*TASK GOAL*: Pull out every row, in either block, that contains the string "plain".

--- DATA EXTRACT ---

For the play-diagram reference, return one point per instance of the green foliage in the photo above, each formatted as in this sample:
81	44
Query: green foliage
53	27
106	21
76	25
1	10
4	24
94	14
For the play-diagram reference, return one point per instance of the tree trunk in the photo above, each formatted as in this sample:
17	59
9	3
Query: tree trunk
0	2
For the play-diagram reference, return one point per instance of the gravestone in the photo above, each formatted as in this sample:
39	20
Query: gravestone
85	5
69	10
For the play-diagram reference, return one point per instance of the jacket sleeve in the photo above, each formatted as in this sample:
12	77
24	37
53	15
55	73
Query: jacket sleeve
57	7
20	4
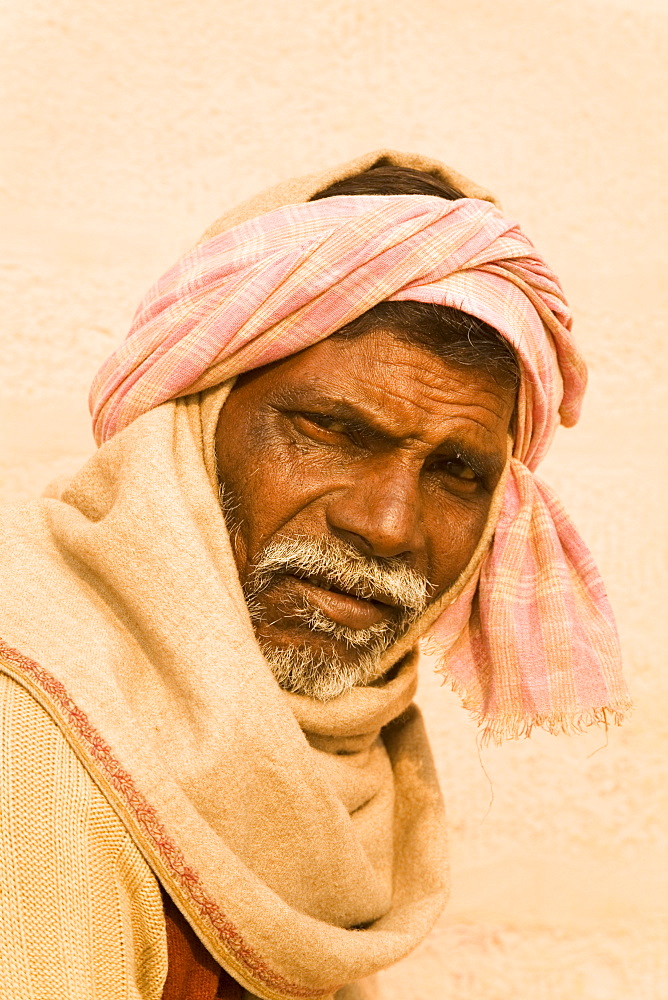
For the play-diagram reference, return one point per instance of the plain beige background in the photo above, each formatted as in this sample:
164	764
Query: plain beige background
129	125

---
--- DATA EXTRACT ---

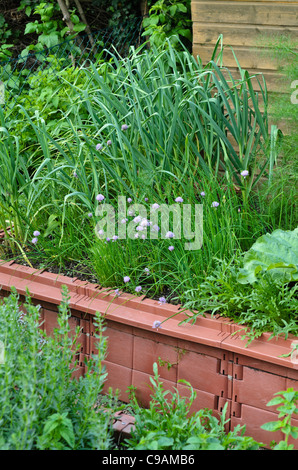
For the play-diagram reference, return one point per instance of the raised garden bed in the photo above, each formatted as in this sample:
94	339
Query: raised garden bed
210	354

---

*WRITTEN REPLY*:
For the play-diagram reference, return one point per instance of the plain beige background in the photo above, each formatted as in this sample:
Query: plain beige background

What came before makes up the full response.